Short task: Could you swap "thickest part" for "widest part" throughout the lines below and give them again with nothing else changed?
-- start of Material provided --
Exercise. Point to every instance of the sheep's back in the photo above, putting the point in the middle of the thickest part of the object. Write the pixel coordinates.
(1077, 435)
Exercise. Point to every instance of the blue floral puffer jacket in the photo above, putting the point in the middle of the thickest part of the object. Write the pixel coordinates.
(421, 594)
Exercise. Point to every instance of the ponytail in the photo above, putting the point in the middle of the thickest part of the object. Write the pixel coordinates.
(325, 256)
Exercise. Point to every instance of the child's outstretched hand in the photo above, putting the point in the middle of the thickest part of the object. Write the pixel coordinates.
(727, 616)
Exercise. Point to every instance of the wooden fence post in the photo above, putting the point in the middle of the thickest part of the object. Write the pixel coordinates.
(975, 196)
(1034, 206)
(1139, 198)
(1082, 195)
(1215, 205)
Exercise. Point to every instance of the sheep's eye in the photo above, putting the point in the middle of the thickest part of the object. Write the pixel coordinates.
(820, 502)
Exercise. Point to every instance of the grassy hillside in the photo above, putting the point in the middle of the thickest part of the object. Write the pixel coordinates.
-- end of Material provided --
Solution for this exercise:
Exercise. Point to every instance of the sheep's back in the photo above, putting the point in the middle of the widest part of the object. Write the pixel coordinates.
(1077, 435)
Exercise. Point to every instance of the blue floral puffer jacket in the photo above, putting the point in the middle of the widest part of the object. Write the pixel coordinates.
(421, 594)
Exercise. Point to every instance of the ponytail in the photo above, putting the point in the middle of the widest part of the object. Write the pixel coordinates.
(325, 256)
Exercise. Point to every instance of the child's outstretched hand in the photo above, putting the point in the middle of the widest part of the object. Write the pixel coordinates.
(727, 616)
Exercise. Point to every instance of the wooden fence post in the photo above, putting the point in the middle of the widest part of the object. Write the pixel coordinates.
(975, 196)
(1034, 206)
(1139, 198)
(1082, 195)
(1215, 205)
Exercise. Point to every instance of the sheep's eye in the photo above, putting the point in the middle of the widest part of the object. Write the pixel coordinates.
(820, 502)
Exercise. Point to every instance of the grassy hillside in the photo above, putting the point in the middle of the widest part of the object. Write the pixel coordinates.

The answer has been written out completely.